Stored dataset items
______________________________

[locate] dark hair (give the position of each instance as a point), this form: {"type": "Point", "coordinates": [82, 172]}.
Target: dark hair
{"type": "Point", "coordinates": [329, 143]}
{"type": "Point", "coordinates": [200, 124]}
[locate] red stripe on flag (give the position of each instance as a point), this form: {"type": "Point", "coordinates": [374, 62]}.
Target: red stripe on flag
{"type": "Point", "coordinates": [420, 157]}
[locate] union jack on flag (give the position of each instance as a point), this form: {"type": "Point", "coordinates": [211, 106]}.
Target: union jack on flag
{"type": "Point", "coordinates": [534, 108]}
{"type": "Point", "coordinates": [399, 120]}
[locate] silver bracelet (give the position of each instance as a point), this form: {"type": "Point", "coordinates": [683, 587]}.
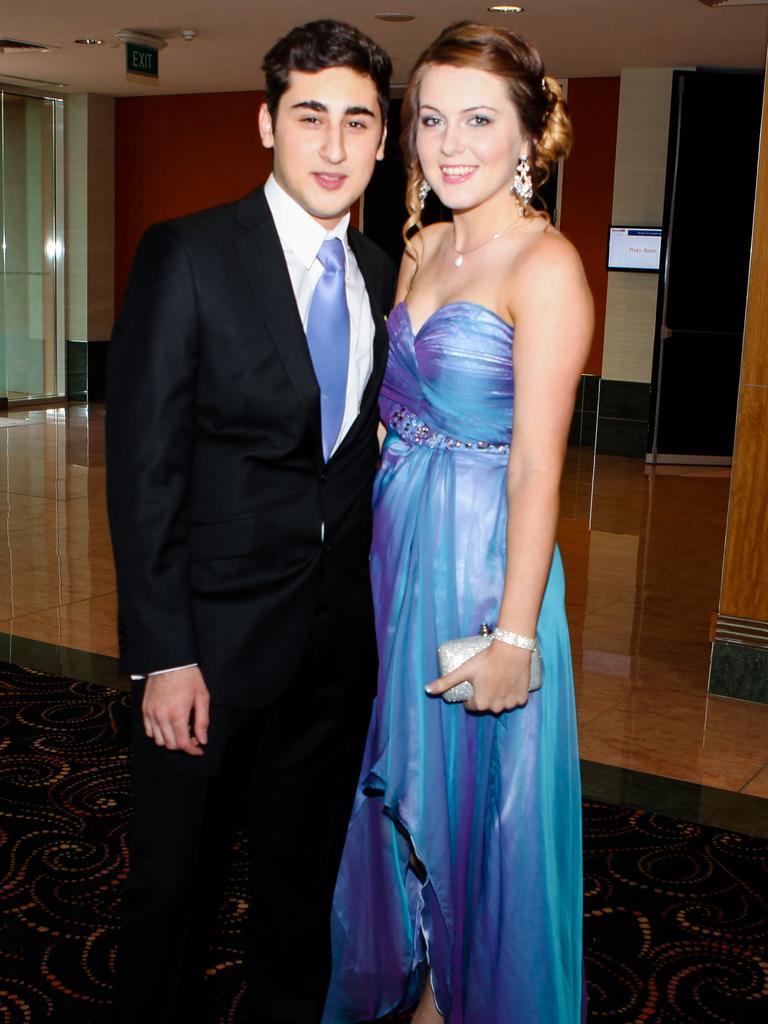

______________________________

Task directions
Copy every line of the items above verbatim, leaving out the pictures.

Output for this task
[locate] dark hair (give the position of each instance as a point), this form: {"type": "Point", "coordinates": [82, 172]}.
Target: dark hair
{"type": "Point", "coordinates": [329, 143]}
{"type": "Point", "coordinates": [200, 124]}
[locate] red stripe on flag (give the position of each instance as a point), this form: {"type": "Point", "coordinates": [374, 62]}.
Target: red stripe on flag
{"type": "Point", "coordinates": [420, 157]}
[locate] union jack on flag (give the position of each instance as a point), this form: {"type": "Point", "coordinates": [211, 106]}.
Target: union jack on flag
{"type": "Point", "coordinates": [534, 108]}
{"type": "Point", "coordinates": [399, 120]}
[locate] silver bracelet (give the position of each instance as a point), this form: {"type": "Point", "coordinates": [683, 587]}.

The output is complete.